| WORK INSTRUCTION |
Give back, word for word, only the lines from the opening of the records through the one with "Category: forehead". Pictures stay out.

| TASK DATA |

--*--

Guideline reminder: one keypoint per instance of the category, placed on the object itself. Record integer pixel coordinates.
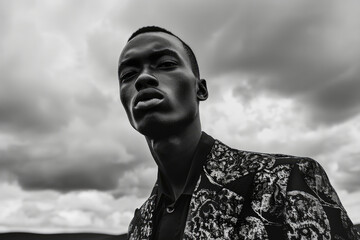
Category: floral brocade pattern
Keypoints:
(141, 226)
(305, 217)
(245, 195)
(213, 215)
(316, 179)
(253, 228)
(226, 165)
(270, 192)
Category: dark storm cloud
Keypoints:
(63, 171)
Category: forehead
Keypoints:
(147, 43)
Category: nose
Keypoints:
(145, 80)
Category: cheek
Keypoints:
(125, 97)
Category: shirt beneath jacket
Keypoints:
(170, 215)
(247, 195)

--*--

| REPLY |
Guideline reminder: one keypoint per instance of the category, placed on the object itself. Record integer pixel coordinates.
Category: floral brocade pattern
Keypoints:
(141, 226)
(305, 217)
(245, 195)
(213, 215)
(316, 179)
(253, 228)
(226, 165)
(270, 192)
Category: dark storm cloud
Keypoints:
(63, 171)
Category: forehead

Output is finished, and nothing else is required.